### Tarea a realizar
Por favor, continúa el texto sobre la salud de Benedicto XVI a partir de su última frase.

### Texto seleccionado
▶

Fractura en la mano derecha
Su historial, hasta el momento de su renuncia, se completa con un tropiezo durante la misa de Pentecostés de 2008 cuando un traspiés en la basílica de San Pedro provocó que se golpeara la rodilla y una nueva caída fortuita en julio de 2009 cuando estaba pasando sus vacaciones en un chalet de los salesianos en el Valle de Aosta, al norte de Italia. En aquel entonces, el Pontífice tuvo que ser trasladado al hospital Umberto Parini de Aosta, para reducirle la fractura que se le produjo en su mano derecha. Una intervención con anestesia local y de la que el Papa se recuperó en un plazo razonable y sin ningún tipo de complicación.
De hecho, tranquilizó ver al Pontífice entrando y saliendo sin necesidad de ayuda caminando de la clínica. Al ocurrir los principales incidentes durante el periodo vacacional, Benedicto XVI puede presumir de no haber suspendido audiencias o celebraciones importantes por un ingreso hospitalario, una gripe o una simple subida de fiebre. Este elemento consolidó la expresión de que tenía «una frágil salud de hierro». Todo esto a pesar de que en algunas de sus escasas declaraciones personales siempre ha dicho que no le gusta hacer deporte y que la única afición asimilable a cierta actitud atlética fuera el hecho de que le gustaba pasear sin prisa y de que siempre que podía evitaba el ascensor y subía las escaleras a pie.
Y es que la falta de fuerzas físicas durante su Pontificado apenas se deja entrever hasta que, en octubre de 2011, con 84 años, comenzó a utilizar de forma puntual una plataforma especialmente diseñada para que pueda recorrer con mayor facilidad toda la nave central de la basílica de San Pedro en las grandes celebraciones que preside allí. Un año antes, el Domingo de Ramos, había completado la procesión con las palmas desde el obelisco hasta el atrio de la basílica en la Plaza de San Pedro en el papamóvil. Las dificultades en el movimiento serán una constante que se mantendrá continuamente e irá evolucionando hasta el último de sus días.

◀

### Datos proporcionados
▶

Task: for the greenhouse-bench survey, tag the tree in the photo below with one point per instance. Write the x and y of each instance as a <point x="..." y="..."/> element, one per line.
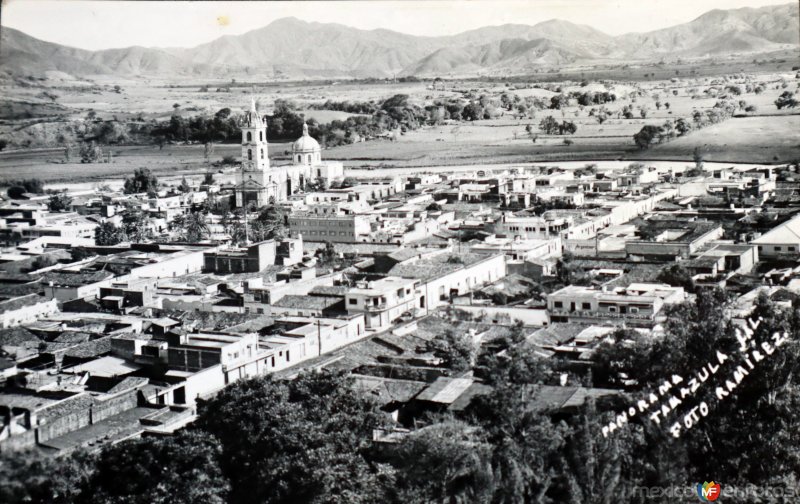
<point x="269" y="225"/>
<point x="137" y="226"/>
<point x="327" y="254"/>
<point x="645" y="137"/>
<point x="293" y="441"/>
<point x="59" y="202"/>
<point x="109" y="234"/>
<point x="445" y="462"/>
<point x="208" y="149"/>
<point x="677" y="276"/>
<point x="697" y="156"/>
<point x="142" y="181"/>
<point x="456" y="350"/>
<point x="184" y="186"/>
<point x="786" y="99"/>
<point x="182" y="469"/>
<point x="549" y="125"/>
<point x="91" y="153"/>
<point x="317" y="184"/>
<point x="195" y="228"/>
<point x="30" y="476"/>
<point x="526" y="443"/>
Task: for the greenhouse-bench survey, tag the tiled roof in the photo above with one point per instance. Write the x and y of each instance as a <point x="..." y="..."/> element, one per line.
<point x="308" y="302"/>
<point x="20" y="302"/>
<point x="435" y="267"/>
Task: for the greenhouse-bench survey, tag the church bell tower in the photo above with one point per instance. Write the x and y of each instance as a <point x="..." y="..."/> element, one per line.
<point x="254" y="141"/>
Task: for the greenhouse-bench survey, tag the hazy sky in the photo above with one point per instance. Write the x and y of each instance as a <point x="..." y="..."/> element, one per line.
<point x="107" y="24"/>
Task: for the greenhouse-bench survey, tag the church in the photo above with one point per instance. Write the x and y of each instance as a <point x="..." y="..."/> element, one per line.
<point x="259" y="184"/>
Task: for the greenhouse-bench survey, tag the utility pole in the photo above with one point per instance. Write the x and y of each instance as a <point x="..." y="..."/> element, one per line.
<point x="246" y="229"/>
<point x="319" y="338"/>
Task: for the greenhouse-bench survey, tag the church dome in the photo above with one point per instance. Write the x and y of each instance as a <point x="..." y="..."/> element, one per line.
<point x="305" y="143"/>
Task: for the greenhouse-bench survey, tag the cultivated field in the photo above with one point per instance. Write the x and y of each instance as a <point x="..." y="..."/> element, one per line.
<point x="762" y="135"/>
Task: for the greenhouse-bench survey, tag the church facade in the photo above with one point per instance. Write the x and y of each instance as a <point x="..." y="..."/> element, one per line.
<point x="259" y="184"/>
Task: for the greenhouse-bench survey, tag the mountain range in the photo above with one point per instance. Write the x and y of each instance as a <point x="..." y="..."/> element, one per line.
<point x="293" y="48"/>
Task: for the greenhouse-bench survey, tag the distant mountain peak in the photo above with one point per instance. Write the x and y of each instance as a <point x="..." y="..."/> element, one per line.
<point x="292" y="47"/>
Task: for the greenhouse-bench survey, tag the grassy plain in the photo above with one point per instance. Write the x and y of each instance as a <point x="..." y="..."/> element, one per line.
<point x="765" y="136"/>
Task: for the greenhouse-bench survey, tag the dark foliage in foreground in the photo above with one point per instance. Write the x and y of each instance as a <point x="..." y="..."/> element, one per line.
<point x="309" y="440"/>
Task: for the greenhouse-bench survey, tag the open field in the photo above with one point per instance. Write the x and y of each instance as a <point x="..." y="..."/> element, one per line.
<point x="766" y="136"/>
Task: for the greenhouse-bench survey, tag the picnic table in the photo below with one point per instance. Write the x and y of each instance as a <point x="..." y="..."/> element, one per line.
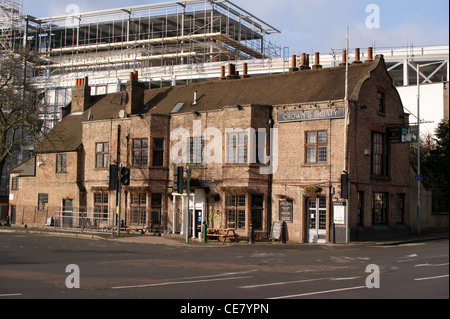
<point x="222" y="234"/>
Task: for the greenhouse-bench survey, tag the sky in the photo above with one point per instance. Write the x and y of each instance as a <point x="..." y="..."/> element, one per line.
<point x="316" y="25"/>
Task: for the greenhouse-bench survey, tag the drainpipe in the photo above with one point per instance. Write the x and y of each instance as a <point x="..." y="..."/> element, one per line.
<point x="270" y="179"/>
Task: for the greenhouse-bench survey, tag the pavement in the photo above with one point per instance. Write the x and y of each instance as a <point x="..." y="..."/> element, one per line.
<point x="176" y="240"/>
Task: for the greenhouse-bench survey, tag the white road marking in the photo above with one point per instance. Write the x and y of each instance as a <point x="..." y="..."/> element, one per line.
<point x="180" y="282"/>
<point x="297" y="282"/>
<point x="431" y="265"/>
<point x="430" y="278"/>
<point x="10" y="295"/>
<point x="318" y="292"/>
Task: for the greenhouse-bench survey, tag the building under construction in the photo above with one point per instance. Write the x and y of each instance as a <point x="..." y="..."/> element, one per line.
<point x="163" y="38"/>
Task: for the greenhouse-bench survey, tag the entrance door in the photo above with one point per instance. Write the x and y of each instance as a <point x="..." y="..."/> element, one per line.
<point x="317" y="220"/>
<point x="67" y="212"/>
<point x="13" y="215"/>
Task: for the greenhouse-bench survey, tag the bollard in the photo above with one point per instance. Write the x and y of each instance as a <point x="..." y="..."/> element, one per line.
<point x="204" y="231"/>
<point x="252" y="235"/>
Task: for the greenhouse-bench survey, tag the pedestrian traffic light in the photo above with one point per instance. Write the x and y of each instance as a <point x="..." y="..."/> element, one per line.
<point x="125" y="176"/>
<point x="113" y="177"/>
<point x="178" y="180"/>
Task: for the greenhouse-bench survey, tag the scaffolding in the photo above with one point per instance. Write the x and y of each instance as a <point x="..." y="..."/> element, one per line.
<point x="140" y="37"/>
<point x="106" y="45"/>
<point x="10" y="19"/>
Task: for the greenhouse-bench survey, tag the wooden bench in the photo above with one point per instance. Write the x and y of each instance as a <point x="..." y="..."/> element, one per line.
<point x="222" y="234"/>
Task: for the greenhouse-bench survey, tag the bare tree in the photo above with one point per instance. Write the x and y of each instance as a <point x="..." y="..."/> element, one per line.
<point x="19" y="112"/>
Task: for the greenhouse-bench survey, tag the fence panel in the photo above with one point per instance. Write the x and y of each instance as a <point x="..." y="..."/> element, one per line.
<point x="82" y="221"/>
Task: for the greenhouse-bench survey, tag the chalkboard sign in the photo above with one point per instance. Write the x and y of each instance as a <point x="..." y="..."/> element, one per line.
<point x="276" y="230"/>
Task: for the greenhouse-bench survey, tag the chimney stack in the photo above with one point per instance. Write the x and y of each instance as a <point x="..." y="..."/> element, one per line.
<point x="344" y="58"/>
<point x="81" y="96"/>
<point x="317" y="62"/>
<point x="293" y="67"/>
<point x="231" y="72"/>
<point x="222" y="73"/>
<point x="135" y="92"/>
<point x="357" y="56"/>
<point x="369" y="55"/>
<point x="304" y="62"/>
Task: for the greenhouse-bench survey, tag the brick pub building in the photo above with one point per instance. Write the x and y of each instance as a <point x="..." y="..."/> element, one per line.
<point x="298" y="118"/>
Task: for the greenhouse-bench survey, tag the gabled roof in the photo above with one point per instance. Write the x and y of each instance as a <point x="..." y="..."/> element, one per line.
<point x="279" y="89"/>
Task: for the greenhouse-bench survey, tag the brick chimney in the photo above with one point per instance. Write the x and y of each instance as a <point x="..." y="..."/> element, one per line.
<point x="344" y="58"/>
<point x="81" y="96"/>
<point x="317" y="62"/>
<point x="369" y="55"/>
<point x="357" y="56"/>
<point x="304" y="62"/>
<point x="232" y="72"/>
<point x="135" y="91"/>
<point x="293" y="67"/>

◀

### Respuesta del ejercicio
Deterioro en la movilidad
Y es que han sido muchos turistas que desde la cúpula de la basílica de San Pedro han visto al Pontífice emérito ayudado con un andador disfrutando de los jardines vaticanos. Antes, ya había comenzado a utilizar un bastón. De hecho, en público utilizó este apoyo por primera vez antes de partir el 23 de marzo de 2012 a su viaje apostólico a México y Cuba. Desde su retirada el deterioro en su movilidad le llevó a la silla de ruedas, como se vio de forma más evidente durante su viaje privado a Alemania entre el 18 y el 22 de junio de 2020 para visitar a su hermano mayor, Georg Ratzinger, que moriría pocos días después.
«El papa Benedicto está débil físicamente, pero la mente funciona muy bien», señalaba siempre el arzobispo alemán Georg Gänswein, fiel secretario hasta el final de sus días cada vez que le van preguntado por ello. Las pocas imágenes que han ido trascendiendo han dado cuenta también de que, a su vuelta del viaje familiar a Alemania, sufrió una erisipela en la cara, provocándole unas manchas rojas pero que fueron desapareciendo a medida que pasó la infección.
Poco antes, un documental de la televisión pública bávara reveló el deterioro físico del pontífice emérito al dejar a la vista la necesidad de usar un audífono, la fragilidad de su voz en ocasiones casi imperceptible y confesar que las rodillas ya «no le obedecen». A esto hay que sumar cuestiones más congénitas como su hipertensión, que obligó a que le pusieran un marcapasos antes de llegar a la cátedra de san Pedro y a tomar aspirina a diario para prevenir un posible infarto –como el que produjo la muerte de su padre o su hermana–, o el deterioro por la artrosis que afecta a su cadera. Este cuadro sanitario es el que ha provocado que su luz se fuera agotando discretamente.